- Directions for this task -
Go through the lines below and retype each one exactly.

- Data to use -
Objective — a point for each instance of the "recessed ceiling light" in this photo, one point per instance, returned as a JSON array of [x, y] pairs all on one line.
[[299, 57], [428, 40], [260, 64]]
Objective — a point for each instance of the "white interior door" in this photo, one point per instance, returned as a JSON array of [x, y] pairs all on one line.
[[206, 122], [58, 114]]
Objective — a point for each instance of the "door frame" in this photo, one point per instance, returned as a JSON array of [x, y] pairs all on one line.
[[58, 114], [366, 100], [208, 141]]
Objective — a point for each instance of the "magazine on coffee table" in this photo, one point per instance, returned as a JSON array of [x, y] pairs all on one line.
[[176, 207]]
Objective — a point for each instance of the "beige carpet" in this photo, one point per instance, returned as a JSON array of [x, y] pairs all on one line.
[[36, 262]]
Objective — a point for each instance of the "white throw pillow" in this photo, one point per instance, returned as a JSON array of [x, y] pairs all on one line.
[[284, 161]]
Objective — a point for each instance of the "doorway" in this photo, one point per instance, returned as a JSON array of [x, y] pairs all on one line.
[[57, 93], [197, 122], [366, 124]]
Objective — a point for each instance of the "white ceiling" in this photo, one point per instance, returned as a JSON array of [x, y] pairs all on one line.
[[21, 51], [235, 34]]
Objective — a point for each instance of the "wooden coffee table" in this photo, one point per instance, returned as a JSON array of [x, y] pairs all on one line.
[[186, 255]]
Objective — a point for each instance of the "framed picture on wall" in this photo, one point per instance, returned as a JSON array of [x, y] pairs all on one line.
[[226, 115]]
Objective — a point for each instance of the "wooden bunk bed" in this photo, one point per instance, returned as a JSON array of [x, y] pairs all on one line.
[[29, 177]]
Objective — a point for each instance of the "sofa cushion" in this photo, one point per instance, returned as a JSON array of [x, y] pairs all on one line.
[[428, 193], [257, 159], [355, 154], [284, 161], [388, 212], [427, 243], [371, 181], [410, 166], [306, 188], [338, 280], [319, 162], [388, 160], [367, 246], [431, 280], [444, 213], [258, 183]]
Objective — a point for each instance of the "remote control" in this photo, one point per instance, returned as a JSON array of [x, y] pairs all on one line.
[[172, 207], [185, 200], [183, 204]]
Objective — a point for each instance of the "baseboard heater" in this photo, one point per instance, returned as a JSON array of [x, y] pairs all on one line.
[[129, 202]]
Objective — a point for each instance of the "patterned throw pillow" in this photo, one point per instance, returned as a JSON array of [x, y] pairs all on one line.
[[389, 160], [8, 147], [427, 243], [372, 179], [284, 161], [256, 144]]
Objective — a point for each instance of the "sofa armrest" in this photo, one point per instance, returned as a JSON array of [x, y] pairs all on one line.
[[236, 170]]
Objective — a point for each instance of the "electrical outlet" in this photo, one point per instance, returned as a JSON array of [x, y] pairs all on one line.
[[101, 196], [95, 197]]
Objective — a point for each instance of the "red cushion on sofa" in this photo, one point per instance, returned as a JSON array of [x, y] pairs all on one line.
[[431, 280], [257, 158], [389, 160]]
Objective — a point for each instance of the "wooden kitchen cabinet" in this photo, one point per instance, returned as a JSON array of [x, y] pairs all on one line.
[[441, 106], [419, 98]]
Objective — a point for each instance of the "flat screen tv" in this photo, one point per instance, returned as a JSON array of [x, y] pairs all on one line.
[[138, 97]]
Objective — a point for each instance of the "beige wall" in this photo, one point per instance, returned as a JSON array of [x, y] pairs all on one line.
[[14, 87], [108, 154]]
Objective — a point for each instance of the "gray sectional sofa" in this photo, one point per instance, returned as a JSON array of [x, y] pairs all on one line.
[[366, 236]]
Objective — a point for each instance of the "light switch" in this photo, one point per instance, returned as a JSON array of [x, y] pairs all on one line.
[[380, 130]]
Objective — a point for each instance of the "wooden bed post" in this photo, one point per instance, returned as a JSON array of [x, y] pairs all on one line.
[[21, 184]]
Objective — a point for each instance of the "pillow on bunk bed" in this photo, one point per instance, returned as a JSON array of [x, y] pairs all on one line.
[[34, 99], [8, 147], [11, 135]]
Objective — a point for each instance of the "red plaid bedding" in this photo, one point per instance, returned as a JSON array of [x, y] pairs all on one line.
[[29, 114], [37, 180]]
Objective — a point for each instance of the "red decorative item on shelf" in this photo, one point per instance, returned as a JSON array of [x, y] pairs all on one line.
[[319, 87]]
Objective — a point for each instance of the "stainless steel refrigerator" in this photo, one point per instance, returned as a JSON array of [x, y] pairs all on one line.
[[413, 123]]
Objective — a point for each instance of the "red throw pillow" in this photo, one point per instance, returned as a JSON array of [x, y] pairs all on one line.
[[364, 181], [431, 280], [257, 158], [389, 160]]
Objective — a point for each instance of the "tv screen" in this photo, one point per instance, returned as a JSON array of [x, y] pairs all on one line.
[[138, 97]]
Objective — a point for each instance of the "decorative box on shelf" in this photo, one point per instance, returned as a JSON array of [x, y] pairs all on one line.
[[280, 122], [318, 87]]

- Solved problem -
Objective — a point for each instance of the "recessed ceiling light" in this photo, one point per instance, returned as a JSON array of [x, y] pairs all on one line.
[[299, 57], [428, 40], [260, 64]]
Objective — a point for each instance of the "white interior door" in this photo, one point per instance, returned as a JSON array of [x, y] pairs all on one line.
[[206, 122], [58, 114]]
Objective — a point for each instance of the "door frame" in this photo, one point per instance, returned as a JSON array of [x, y] pairs all on one line.
[[58, 114], [366, 100], [208, 141]]
Objective — a point for each instance of the "magazine on coffee table" in this photo, one point per instance, returned as a JSON array of [x, y] pairs all on one line.
[[176, 207]]
Objective — a point for each instance of the "beige carpet" in this photo, one point per instance, returned as a JSON array of [x, y] pairs all on one line.
[[36, 262]]
Objective — a point for each instance of the "white throw pillow" in this photo, one point per instance, returned as a JSON array of [x, y] pairs all on one line.
[[284, 161]]
Objective — a point for each instance of the "doorway" in this photo, one point per instance, returned as a JSON array of [x, y] pairs all on one line.
[[57, 93], [197, 122], [366, 124]]
Objective — a point for each instance of the "white ceiling" in this photo, one point per instance, returned as a JSON array of [x, y] pairs all on one line.
[[21, 51], [235, 34]]
Objective — a point for each instance of the "wooden coffee table" in this photo, one point per instance, returned as a JSON array of [x, y] pairs all on one line.
[[186, 255]]
Objective — a point for each instance of the "framed picture on wall" in this photo, one point per instance, returned as a JSON array of [x, y] pairs all on one line.
[[226, 115]]
Objective — a point for each instance of the "wooden bunk bed" in this photo, one point per instance, returned as a JSON array of [x, y] pairs all on one line.
[[29, 177]]
Objective — a point for each instance of the "sofa cushion" in this photo, one point per instance, returned as a JSON array of [x, y] pairs all on one line.
[[428, 193], [257, 159], [355, 154], [284, 161], [388, 212], [427, 243], [371, 181], [410, 166], [306, 188], [338, 280], [319, 162], [388, 160], [367, 246], [431, 280], [444, 213], [258, 183]]
Objective — a point for each instance of the "remote control" in this photo, one point per instance, returned as a JSON array of [x, y] pairs all on one line.
[[172, 207], [185, 200], [183, 204]]
Objective — a point for each instance of the "baseboard heater" in this photo, one point per instance, returned as a JSON array of [x, y] pairs all on one line.
[[129, 202]]
Objective — a point for each instance of the "patterned throw pillow" in this photo, one point per instance, returned as a JSON array of [x, y] pairs all on one line.
[[389, 160], [8, 147], [427, 243], [372, 179], [284, 161], [256, 144]]
Objective — a point for each instance of the "sofa armrest" in this photo, one point per instance, returned as a JSON array of [x, y] pairs all on one line.
[[236, 170]]
Objective — a point for each instance of the "electrical outlet" in this photo, one point per instance, returned as a JSON array of [x, y] pairs all on one line.
[[101, 196], [95, 197]]
Objective — a point for each instance of the "red cushion on sofa" in this photo, one point per instance, returned as a JSON array of [x, y] pairs all on one line.
[[431, 280], [257, 158], [389, 160]]
Objective — a point for each instance of the "wooden kitchen cabinet" in this photo, one point per instance, returned as a JSON array of [x, y] pairs all on one line.
[[441, 106], [419, 98]]
Objective — a point for each instance of the "flat screen tv" in this photo, one point per instance, returned as a JSON array of [x, y] pairs all on one line.
[[138, 97]]
Objective — a point for each instance of the "beige wall" in this photo, one point per instance, returned as a JSON array of [x, y] pairs all on one line.
[[14, 87], [108, 154]]
Objective — a point for each instance of the "gray sectional sofa" in this photo, one point per instance, returned as a JSON array of [x, y] pairs all on one line.
[[366, 236]]
Objective — a point for each instance of the "light switch" in this photo, one point per instance, returned as a JSON array of [x, y] pairs all on one line.
[[380, 130]]
Objective — a point for each instance of the "wooden bed post" in this photo, one point per instance, returned as a JSON array of [x, y] pairs all on one line.
[[21, 184]]
Objective — a point for each instance of the "pillow on bunk bed" in this photo, one point per instance, returned as a JSON array of [x, y] pairs all on one line.
[[34, 99], [8, 147], [11, 135]]
Objective — a point for each instance of the "red plaid bedding" in this photo, one point per instance, returned as a JSON array of [x, y] pairs all on one line.
[[29, 114], [37, 180]]
Objective — a point for each instance of the "red decorative item on shelf" in this photo, one point per instance, returned as a JSON array of [x, y] pairs all on one line.
[[319, 87]]
Objective — a point for each instance of the "stainless steel refrigerator" in this photo, one point per instance, returned as a JSON array of [x, y] pairs all on one line.
[[413, 123]]
Objective — a point for each instance of the "red throw pillow" in this photo, one point per instance, returned as a JSON array of [x, y] pairs all on one line.
[[364, 181], [431, 280], [257, 158], [389, 160]]
Objective — a point for each instance of the "tv screen" in this photo, one point per instance, returned as a JSON array of [x, y] pairs all on one line.
[[138, 97]]
Objective — a point for each instance of the "decorative box on shelf" in this photo, one point per instance, returned as a JSON array of [x, y] pairs all on one line.
[[280, 122], [318, 87]]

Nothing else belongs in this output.